Records

───

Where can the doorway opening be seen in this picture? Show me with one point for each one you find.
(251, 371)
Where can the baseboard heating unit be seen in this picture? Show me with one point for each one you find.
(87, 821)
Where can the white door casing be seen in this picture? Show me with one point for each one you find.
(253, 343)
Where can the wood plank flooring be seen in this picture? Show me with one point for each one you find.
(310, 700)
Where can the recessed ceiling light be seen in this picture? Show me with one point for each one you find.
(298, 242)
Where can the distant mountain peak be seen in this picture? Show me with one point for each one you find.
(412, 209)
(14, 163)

───

Rewrite the material with "Show me" replaced by "Mark them" wherever it occurs, and leave everything else as it is.

Where can the doorway opening be seen in this picture? Mark them with one point for each one you find.
(251, 371)
Where can the baseboard heating unit be seen in this picture? Mark them with one point for each one you find.
(87, 821)
Where can the white door casing be seen in this picture? Mark them with one point for each one you find.
(253, 343)
Where can the wood plank flooring be seen in this picture? Mark them with one point for each one you find.
(310, 700)
Where can the recessed ceiling light be seen in this picture? Mark them with one point for each one you find.
(298, 242)
Where can the distant mountain peak be seen in this picture? Mark them with one point for each one you find.
(412, 209)
(14, 163)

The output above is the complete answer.